• **DATASET EXTRACT**:

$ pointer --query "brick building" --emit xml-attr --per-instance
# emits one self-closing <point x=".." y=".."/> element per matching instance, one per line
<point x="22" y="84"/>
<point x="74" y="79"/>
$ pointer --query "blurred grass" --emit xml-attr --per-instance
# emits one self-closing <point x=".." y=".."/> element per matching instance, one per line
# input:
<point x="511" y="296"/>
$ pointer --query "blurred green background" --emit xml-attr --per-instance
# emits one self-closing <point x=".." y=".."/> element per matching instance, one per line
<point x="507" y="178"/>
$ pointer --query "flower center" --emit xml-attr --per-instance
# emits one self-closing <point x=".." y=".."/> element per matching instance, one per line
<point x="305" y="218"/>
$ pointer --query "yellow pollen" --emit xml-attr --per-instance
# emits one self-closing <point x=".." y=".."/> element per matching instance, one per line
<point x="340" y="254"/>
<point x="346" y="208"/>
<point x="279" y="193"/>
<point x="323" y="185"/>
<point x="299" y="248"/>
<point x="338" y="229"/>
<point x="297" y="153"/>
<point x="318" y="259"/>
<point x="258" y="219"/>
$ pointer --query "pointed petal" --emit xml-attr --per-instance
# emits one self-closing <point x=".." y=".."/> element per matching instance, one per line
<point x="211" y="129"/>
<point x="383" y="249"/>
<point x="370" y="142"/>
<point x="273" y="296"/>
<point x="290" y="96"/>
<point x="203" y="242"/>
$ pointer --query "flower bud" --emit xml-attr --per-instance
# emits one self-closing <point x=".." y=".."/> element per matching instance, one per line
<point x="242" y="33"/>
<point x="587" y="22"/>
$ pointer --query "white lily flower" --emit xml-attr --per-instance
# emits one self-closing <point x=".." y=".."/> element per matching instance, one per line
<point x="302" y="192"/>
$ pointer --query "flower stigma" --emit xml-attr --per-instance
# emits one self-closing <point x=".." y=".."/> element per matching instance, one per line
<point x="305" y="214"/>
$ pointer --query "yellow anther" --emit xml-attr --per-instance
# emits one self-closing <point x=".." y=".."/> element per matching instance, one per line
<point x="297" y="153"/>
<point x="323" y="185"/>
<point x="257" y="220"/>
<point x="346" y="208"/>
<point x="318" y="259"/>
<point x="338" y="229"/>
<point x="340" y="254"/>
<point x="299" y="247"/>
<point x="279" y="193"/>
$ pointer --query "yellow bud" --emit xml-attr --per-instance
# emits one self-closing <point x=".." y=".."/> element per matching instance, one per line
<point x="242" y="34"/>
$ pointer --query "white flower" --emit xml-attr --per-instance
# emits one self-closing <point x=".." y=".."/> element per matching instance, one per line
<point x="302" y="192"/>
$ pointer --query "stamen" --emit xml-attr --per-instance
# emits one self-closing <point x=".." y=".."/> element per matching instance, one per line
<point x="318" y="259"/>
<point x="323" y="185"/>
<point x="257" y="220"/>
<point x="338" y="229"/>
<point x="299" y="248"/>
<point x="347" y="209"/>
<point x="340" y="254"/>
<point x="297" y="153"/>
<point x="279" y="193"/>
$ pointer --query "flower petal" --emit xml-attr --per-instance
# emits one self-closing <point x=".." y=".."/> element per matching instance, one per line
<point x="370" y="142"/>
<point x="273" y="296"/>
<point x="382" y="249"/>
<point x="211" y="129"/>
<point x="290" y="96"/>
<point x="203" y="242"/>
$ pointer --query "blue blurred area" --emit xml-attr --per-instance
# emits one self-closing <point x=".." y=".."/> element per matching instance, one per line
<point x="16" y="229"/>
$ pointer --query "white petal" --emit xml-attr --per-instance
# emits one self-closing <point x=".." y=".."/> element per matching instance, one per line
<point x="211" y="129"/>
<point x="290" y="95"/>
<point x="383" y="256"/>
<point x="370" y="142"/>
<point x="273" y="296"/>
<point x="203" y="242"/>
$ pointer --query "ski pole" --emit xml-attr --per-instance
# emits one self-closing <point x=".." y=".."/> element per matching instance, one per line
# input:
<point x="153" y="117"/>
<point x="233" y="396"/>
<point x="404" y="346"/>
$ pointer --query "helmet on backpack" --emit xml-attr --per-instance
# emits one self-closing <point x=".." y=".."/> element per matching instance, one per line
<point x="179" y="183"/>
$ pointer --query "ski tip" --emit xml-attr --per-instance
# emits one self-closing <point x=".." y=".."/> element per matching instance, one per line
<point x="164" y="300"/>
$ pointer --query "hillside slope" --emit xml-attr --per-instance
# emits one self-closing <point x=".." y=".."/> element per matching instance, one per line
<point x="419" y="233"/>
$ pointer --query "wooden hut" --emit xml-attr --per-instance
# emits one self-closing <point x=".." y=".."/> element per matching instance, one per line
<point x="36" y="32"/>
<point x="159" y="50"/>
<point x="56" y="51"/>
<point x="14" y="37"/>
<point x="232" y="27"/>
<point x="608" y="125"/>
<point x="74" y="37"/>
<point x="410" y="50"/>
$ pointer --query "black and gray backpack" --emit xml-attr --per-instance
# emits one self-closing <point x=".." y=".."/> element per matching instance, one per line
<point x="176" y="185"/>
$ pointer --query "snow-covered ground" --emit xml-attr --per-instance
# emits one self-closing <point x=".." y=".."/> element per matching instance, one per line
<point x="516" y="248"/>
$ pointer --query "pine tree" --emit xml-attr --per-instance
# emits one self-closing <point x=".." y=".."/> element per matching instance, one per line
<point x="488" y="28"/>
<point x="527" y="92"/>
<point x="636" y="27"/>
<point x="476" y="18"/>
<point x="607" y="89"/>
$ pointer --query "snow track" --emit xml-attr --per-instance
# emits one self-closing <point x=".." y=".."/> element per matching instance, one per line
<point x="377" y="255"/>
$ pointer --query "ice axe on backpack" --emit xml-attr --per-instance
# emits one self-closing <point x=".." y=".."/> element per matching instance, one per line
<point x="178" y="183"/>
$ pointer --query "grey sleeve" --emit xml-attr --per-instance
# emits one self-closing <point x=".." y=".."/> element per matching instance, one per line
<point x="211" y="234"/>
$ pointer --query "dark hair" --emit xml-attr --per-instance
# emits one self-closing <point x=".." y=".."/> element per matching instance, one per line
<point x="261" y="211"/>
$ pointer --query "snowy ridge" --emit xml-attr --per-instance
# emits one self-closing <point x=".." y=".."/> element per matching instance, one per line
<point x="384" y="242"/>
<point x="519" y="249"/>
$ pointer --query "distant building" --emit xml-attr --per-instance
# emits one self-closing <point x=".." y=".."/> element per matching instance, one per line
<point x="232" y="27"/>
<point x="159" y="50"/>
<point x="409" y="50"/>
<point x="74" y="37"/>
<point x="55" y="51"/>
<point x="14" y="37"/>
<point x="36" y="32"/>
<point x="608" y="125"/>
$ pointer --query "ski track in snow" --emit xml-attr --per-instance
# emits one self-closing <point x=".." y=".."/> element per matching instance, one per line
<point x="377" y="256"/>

• **REQUIRED ACTION**:
Once a line of the records is found to contain "white", copy it out.

• **WRITTEN SOLUTION**:
$ pointer --query "white lily flower" --emit xml-attr --per-instance
$ pointer --query "white flower" --emit xml-attr --per-instance
$ pointer --query "white petal" --emit xml-attr --per-instance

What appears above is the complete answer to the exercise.